### Your instructions
Output every line below without omitting or altering anything.

*** Extracted material

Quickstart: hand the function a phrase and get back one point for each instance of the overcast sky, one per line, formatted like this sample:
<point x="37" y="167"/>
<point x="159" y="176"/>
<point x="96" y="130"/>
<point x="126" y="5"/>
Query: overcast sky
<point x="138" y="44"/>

******

### Answer below
Quickstart: hand the function a phrase and get back one point for each instance of the overcast sky, one per line, formatted like this sample:
<point x="37" y="167"/>
<point x="159" y="176"/>
<point x="96" y="130"/>
<point x="126" y="5"/>
Query: overcast sky
<point x="138" y="44"/>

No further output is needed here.